◆ **Supplied records**
◆ ◆ ◆
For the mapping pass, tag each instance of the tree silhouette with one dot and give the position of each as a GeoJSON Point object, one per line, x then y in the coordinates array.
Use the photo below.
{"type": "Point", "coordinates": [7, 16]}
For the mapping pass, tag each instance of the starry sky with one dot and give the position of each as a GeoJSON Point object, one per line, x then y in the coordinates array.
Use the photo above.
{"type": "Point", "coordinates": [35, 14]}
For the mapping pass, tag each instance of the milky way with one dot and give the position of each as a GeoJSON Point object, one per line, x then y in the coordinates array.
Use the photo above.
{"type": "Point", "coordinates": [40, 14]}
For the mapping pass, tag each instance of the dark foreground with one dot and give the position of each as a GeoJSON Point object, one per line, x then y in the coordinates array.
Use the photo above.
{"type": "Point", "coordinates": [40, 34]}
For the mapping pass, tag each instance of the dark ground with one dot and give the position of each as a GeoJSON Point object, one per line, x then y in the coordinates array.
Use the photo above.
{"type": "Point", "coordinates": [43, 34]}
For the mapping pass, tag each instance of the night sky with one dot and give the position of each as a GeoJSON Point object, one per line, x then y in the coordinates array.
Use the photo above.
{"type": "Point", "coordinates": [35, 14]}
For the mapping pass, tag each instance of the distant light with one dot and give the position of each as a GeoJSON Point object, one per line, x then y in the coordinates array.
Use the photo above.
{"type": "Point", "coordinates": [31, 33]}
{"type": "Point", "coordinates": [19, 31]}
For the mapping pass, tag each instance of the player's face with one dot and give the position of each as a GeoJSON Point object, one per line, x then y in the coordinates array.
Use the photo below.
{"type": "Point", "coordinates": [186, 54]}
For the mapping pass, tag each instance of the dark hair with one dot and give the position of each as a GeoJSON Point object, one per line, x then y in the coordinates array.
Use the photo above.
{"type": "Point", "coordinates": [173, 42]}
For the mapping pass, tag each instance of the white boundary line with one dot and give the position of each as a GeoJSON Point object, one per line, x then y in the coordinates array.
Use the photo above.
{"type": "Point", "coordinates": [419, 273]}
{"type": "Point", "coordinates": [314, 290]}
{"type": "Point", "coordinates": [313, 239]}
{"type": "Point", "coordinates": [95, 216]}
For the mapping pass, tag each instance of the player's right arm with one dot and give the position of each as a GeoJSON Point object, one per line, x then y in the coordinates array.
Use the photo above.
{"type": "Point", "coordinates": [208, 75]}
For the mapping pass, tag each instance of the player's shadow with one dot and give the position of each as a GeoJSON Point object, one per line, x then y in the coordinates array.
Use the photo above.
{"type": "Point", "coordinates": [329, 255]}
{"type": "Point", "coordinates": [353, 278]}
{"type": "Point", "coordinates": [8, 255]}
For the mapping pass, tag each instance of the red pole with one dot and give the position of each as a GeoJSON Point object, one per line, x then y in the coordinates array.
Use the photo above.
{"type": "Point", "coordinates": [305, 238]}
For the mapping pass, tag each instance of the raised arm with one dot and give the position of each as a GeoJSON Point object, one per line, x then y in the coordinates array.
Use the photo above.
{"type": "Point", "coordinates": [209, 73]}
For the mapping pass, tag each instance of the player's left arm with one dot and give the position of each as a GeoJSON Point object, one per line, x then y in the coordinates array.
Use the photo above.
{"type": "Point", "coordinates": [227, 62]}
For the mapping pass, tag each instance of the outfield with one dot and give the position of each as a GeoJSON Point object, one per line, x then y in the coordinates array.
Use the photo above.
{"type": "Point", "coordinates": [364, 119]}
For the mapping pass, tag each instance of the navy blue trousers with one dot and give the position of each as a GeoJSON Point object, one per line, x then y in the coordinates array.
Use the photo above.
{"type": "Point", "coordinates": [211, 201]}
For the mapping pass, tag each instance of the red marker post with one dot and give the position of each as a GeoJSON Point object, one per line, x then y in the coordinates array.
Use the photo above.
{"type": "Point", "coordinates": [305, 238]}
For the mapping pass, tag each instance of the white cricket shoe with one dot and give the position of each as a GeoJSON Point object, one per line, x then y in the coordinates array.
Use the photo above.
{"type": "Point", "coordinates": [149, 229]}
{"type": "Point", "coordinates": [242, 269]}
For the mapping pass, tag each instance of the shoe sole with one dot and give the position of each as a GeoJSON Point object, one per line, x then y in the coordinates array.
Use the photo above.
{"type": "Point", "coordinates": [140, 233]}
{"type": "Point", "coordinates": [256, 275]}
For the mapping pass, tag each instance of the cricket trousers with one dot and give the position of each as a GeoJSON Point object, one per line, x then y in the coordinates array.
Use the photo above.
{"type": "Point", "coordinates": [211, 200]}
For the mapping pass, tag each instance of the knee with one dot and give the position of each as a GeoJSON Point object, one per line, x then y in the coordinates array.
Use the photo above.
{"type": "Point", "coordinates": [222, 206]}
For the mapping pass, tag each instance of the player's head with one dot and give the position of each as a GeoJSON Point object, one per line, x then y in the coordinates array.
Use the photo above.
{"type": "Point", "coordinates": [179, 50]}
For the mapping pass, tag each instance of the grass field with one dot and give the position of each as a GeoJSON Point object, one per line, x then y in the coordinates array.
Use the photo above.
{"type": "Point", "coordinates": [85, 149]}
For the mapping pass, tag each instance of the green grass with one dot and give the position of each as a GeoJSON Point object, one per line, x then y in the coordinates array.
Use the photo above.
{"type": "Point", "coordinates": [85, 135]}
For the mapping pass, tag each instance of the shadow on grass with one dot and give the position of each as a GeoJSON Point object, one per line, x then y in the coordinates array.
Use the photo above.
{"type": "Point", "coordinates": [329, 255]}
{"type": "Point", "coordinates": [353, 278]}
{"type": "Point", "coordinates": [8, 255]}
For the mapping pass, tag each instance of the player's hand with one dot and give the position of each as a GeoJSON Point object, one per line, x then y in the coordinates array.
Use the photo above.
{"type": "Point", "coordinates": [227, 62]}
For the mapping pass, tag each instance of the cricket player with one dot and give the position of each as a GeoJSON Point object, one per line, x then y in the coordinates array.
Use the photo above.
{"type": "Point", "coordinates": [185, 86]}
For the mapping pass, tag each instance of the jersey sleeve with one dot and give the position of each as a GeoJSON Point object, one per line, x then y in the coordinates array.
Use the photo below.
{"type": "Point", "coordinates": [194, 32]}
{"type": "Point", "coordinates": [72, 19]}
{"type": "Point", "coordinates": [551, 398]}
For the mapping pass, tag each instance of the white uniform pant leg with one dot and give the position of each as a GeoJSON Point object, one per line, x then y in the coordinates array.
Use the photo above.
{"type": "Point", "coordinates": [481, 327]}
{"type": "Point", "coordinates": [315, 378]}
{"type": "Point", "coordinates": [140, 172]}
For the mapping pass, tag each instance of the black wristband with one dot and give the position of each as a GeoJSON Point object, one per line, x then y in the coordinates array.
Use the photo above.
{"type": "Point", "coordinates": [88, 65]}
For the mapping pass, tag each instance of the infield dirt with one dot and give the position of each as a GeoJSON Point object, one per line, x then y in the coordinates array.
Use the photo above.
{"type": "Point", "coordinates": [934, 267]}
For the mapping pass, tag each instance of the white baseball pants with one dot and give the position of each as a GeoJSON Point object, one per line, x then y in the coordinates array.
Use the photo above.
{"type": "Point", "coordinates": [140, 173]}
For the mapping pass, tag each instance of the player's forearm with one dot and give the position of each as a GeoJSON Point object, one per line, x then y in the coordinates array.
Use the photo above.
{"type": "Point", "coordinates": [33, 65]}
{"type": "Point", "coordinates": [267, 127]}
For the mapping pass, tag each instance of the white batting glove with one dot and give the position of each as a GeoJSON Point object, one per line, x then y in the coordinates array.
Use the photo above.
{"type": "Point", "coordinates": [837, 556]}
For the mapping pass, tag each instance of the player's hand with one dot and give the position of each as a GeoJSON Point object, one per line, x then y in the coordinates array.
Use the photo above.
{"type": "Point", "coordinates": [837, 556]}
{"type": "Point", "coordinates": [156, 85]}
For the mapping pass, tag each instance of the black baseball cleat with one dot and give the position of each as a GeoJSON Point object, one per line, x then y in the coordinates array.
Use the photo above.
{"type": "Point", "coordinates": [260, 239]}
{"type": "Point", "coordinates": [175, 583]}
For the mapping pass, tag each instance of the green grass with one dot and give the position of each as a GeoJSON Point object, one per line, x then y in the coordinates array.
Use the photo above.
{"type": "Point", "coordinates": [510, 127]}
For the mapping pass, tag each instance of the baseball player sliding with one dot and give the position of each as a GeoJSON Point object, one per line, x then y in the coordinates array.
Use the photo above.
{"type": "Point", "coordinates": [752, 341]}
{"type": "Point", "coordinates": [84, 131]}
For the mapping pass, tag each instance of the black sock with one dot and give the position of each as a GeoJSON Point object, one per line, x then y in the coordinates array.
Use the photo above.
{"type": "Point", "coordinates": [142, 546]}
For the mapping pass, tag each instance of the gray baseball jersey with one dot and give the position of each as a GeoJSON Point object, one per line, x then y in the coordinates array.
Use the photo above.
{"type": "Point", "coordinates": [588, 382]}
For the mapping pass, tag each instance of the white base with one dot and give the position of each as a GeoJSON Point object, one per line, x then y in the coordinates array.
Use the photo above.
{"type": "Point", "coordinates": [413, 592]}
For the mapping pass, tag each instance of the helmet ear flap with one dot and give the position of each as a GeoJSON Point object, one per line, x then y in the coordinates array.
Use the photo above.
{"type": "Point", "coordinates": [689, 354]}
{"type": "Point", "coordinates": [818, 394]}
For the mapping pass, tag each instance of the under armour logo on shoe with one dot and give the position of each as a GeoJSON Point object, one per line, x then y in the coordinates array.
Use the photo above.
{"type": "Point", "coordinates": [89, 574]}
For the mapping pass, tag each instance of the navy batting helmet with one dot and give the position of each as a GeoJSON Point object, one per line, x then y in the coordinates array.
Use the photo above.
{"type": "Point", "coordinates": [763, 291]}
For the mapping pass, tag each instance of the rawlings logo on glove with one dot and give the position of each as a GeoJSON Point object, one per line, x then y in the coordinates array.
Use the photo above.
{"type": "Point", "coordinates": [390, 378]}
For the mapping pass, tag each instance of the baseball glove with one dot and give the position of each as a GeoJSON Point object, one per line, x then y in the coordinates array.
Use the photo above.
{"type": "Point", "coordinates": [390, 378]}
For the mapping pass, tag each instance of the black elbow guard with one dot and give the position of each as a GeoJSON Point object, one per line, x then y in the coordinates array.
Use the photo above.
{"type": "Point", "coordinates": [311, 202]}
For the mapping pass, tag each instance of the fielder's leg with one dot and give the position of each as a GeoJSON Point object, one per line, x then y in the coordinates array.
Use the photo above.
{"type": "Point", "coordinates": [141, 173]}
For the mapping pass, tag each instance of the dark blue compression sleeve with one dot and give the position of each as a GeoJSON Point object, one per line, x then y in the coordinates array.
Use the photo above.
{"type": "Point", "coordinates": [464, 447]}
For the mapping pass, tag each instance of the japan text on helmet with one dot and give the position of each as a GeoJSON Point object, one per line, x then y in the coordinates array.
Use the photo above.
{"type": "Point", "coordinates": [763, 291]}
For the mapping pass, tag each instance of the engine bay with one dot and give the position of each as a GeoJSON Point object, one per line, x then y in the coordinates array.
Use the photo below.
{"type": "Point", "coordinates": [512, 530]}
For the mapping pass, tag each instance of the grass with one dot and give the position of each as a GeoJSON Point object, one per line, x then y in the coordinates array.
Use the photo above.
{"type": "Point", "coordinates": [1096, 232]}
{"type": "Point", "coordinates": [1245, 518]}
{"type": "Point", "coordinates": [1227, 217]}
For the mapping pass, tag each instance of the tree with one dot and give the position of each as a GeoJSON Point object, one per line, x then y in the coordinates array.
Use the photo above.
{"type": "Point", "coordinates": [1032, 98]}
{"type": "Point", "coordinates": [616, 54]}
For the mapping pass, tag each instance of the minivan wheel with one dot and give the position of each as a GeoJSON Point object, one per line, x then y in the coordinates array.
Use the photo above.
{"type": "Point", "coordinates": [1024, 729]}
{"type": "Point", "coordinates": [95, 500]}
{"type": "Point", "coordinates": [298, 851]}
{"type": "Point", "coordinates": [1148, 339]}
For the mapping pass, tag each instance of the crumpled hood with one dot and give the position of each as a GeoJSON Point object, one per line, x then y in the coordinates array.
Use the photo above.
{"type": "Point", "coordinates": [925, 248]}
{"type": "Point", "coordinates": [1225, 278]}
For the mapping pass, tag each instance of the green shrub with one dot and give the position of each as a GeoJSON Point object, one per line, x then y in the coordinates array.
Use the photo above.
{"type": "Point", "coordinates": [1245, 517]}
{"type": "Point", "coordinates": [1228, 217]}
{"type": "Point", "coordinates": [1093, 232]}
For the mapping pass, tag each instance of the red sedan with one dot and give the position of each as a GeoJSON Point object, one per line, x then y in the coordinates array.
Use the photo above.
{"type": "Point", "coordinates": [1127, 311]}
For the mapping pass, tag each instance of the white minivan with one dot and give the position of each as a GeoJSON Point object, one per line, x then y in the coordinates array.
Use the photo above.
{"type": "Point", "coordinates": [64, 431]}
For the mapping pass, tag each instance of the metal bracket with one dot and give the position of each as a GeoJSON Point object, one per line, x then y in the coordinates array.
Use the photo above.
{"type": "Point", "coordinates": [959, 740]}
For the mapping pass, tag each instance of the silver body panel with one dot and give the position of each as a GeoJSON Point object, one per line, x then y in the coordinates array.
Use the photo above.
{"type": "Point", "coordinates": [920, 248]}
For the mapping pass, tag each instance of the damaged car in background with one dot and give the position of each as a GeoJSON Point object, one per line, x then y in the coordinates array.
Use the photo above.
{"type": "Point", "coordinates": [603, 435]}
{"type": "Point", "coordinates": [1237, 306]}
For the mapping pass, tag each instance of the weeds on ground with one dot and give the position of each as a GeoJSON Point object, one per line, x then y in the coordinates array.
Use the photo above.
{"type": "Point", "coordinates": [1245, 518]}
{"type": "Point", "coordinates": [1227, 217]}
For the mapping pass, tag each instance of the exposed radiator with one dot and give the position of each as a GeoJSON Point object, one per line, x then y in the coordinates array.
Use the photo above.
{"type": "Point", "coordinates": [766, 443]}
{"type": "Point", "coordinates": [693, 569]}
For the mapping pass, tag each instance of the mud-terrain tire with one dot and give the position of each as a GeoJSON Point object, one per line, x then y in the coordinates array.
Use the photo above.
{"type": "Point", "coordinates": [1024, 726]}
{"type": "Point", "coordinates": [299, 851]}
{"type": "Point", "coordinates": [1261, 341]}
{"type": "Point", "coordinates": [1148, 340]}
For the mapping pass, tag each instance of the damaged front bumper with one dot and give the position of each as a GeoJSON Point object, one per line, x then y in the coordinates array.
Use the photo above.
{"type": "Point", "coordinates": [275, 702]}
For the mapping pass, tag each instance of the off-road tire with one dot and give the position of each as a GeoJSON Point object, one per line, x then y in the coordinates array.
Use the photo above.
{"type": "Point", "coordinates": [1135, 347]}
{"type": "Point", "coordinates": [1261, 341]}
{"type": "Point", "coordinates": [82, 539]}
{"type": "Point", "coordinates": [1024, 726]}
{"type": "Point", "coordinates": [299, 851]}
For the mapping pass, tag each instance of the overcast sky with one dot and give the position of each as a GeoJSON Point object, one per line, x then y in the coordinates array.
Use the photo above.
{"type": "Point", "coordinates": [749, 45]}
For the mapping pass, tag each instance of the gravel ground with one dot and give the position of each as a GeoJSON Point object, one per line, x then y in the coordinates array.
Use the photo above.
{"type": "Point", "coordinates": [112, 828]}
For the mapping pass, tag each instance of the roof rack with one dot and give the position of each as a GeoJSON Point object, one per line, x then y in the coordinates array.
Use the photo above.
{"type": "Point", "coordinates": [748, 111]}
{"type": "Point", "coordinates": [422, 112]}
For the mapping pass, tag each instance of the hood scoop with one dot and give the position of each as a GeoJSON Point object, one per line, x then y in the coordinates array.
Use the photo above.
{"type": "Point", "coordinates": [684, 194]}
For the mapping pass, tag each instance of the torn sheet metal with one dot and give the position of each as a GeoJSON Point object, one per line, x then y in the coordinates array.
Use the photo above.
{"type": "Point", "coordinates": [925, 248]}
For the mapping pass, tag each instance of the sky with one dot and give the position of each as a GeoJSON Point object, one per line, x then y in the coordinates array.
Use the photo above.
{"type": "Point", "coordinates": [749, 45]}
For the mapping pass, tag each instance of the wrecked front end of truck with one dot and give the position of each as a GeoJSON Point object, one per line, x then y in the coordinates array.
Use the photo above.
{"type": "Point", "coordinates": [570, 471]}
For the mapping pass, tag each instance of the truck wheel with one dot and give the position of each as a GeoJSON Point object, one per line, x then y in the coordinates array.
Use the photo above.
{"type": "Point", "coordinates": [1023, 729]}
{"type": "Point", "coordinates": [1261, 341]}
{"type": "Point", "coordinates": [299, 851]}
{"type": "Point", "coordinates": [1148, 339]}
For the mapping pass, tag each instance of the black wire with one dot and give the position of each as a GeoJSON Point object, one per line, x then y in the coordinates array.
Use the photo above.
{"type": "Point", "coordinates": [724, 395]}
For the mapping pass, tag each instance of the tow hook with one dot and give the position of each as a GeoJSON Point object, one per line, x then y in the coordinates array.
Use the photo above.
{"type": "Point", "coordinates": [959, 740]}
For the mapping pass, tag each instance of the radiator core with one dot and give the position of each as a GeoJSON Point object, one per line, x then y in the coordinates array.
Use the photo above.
◆ ◆ ◆
◆ **Exercise prompt**
Wherever the line holding "For the mapping pass, tag each instance of the navy batting" falls in the entries above, copy exactly from it through the line holding "For the mapping pass, tag each instance of the rawlings", inclusive, and add nothing.

◆ **Completed exercise**
For the mapping pass, tag each instance of the navy batting helmet with one dot and give the position of each as a GeoJSON Point object, one per line, x then y in the coordinates array.
Use the photo above.
{"type": "Point", "coordinates": [763, 291]}
For the mapping pass, tag each instance of the rawlings logo on glove with one dot and give the position of each as a GeoJSON Point object, one per line, x then y in the coordinates array.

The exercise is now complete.